Skip every line before the one containing "Where can you spot the navy", then copy that line and the rest of the entries below exactly, through the last line.

Data excerpts —
+ + +

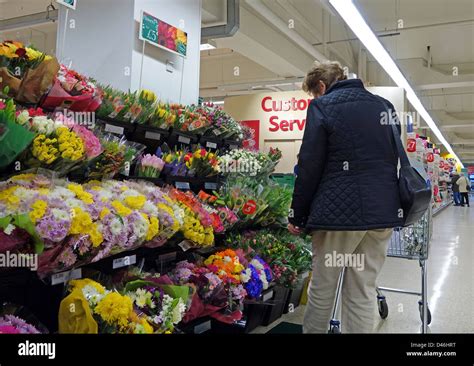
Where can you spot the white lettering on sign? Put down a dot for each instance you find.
(210, 185)
(152, 135)
(182, 185)
(184, 140)
(124, 261)
(114, 129)
(66, 276)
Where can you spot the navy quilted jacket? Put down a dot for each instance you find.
(347, 164)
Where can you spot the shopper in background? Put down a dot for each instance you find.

+ + +

Reply to the exercise —
Where can you spot the navy quilted jacket? Put down a dot for each instance you find.
(347, 164)
Where can you spot the shopper in background? Put down a dot for each instance you find.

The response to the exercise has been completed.